What this task involves>
Reproduce the lines of the listing below word for word, from the line with "of the yellow" up to and including the final line of the listing.

Material supplied start

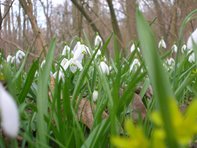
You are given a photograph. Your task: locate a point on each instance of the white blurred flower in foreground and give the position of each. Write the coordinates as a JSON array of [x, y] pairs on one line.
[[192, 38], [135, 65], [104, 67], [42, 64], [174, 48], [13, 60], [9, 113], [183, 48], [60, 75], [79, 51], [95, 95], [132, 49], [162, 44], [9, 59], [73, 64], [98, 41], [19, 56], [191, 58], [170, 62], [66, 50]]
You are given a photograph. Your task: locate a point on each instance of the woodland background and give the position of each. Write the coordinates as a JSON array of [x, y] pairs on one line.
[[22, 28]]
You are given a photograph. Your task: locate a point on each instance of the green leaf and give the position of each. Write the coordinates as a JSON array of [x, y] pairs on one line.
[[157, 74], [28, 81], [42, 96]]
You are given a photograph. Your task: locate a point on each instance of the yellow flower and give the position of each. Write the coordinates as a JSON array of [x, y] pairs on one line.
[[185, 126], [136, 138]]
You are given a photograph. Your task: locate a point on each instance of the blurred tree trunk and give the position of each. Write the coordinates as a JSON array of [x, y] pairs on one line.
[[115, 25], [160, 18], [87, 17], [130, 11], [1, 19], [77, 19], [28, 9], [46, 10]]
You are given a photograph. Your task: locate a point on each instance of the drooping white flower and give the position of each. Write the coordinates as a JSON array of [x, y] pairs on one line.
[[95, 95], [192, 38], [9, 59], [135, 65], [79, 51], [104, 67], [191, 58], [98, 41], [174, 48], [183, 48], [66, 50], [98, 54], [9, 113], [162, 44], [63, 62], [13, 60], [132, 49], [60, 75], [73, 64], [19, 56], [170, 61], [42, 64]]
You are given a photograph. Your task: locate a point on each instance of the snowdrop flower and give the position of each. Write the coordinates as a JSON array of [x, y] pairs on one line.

Material supplied end

Correct response>
You are given a photograph. Your task: locate a point on each instance of the yellow flower and give the position of each. Write the coordinates as a JSON array of [x, y] pairs on one line.
[[185, 126], [136, 138]]
You are given a photograph. Your task: locate a point on each instance of the blurred tree trunk and give the position of each. Write the coordinates as a JSON array of [x, y] pairs on one line.
[[115, 25], [160, 18], [87, 17], [130, 11], [1, 19], [77, 19], [28, 9], [46, 10]]
You are given a photograph. Your task: locate a point on each instance of the drooping white flower and give the position of each. Write the coordinates as a JSON array of [x, y] pairs on one line.
[[95, 95], [192, 38], [9, 59], [135, 65], [79, 51], [104, 67], [191, 58], [98, 41], [174, 48], [183, 48], [66, 50], [98, 54], [9, 113], [162, 44], [63, 62], [13, 60], [132, 49], [60, 75], [73, 64], [19, 56], [170, 61], [42, 64]]
You are given a photograph. Your task: locate a point on each instance of the snowdrop flower and give the position of each. Write the coordinates as a JSON array of [x, y] pairs on one line.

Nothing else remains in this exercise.